Your goal
Wherever the line with "Guideline: for every instance of the sky, the" sits in the listing below, transcribe from it up to and including the line with "Guideline: for every instance of the forested", exactly, and leave the remaining lines out.

Given data
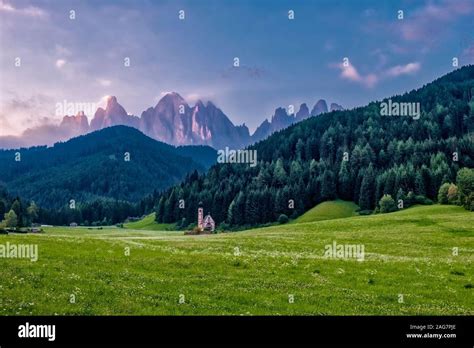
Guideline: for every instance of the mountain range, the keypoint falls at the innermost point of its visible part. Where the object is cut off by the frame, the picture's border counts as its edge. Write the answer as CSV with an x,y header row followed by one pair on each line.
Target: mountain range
x,y
172,121
118,163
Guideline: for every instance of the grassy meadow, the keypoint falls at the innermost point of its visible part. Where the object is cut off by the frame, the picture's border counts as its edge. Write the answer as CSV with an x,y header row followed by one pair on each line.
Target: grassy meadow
x,y
409,269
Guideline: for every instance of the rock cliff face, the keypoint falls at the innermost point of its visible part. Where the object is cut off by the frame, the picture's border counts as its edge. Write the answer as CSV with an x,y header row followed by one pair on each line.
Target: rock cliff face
x,y
172,121
281,119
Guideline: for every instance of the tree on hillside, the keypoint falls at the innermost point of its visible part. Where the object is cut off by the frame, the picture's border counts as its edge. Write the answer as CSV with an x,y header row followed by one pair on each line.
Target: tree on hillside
x,y
11,219
387,204
32,211
366,197
465,182
443,193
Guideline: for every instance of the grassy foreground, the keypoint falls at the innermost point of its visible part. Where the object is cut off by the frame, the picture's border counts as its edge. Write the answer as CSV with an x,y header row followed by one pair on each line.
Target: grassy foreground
x,y
276,270
148,223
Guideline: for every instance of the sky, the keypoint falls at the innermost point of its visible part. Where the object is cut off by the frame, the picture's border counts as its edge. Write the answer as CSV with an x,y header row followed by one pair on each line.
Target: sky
x,y
282,61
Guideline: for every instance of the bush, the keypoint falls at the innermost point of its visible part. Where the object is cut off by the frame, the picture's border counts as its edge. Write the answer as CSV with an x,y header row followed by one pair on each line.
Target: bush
x,y
465,182
283,219
365,212
453,195
387,204
443,194
420,199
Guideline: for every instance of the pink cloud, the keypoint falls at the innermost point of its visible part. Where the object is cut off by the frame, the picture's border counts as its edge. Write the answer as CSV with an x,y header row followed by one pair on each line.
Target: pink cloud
x,y
350,73
398,70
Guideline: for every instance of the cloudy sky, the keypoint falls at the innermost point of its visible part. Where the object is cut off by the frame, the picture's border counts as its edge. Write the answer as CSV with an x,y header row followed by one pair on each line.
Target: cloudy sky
x,y
282,61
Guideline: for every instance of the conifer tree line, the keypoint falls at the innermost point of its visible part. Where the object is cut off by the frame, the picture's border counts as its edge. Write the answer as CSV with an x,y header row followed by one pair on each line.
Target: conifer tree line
x,y
356,155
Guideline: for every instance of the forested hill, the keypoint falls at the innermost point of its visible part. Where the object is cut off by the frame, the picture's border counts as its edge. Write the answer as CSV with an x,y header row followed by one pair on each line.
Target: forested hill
x,y
392,155
96,166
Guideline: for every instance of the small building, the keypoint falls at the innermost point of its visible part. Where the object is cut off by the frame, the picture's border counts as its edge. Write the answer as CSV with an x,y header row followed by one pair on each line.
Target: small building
x,y
208,223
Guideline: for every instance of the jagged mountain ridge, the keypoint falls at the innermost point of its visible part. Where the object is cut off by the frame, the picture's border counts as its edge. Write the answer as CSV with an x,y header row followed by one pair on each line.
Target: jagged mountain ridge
x,y
172,121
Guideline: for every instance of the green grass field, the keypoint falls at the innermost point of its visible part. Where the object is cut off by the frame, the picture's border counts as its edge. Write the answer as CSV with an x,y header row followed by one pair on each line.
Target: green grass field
x,y
328,211
148,223
255,272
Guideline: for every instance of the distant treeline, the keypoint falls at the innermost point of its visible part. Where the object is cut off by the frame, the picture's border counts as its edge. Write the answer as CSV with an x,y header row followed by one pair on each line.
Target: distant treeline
x,y
356,155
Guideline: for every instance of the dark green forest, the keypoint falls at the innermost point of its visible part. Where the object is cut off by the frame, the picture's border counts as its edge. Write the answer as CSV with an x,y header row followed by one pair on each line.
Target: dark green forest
x,y
406,158
92,170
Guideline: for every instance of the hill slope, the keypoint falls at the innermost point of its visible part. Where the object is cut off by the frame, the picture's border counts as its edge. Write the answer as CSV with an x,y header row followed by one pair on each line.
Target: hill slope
x,y
95,165
407,253
356,155
328,211
148,223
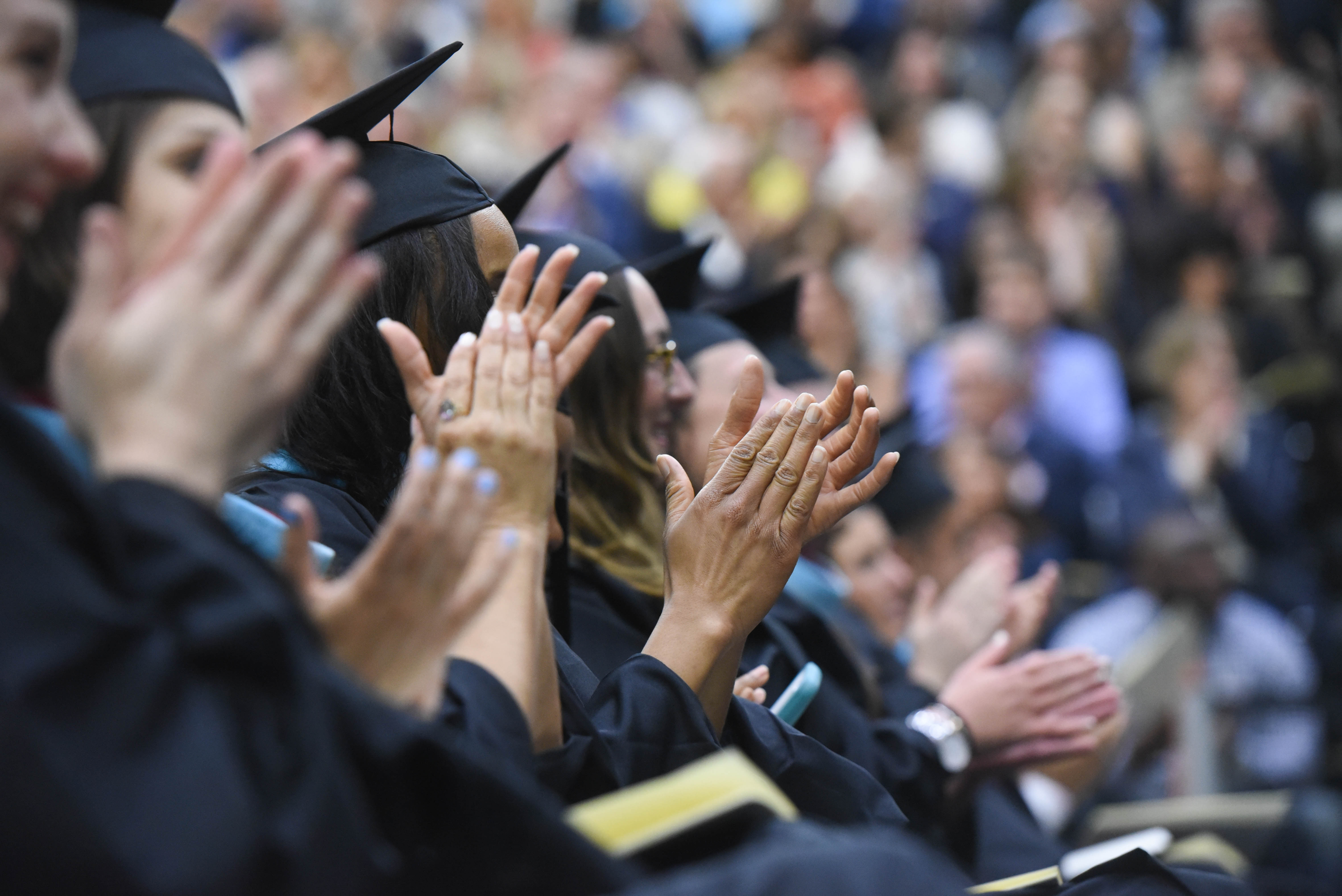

Answer to this problem
Guideline: for every instance of the sky, the keypoint falls at the innermost point of its visible part. Where the object is cut off by the frame, the picture's border counts as its edge. Write the answer as CSV with an x,y header row followed by one pair on each line.
Target: sky
x,y
282,61
Guideline: for every instance of the bush, the keypoint falls at the innermost point of its visible part. Where the object is cut off by the frame, the picture's border counts as its edge. Write the answer as CSV with an x,y header row followed by one pair on each line.
Target: bush
x,y
465,182
283,219
365,212
453,195
387,204
443,194
420,199
Guideline: for every instance of the pink cloud, the keypoint falls at the innermost point of its visible part. Where the object is cut off by the frame, the picture's border counts as its edge. Write the answer as CSV with an x,y header row followed by one pair on each line.
Target: pink cloud
x,y
350,73
398,70
Guideline: for every instance of the cloudy sky, the keypoint falls at the innermost point of its visible part. Where the object is cut off by the frame, the picture's border counts as its edge. Write the answer as CSV with an x,y header row followed by one pair on each line.
Target: cloudy sky
x,y
282,61
Guideline: for every instance of the conifer tree line, the keypoint falls at the innermost point of its visible part. Where the object is cut off by the frame, the picture's border counts as its edge. Write the answer as CSV with an x,y header row followed by one pair on each line.
Target: conifer tree line
x,y
356,155
Guideline: for every instance of the forested hill, the keypoint falls at the innermost point of its visible part. Where the object is cut off by the frame, the picture's border counts as its edge. Write the answer as CSV with an x,y header row followed by one pair on each line.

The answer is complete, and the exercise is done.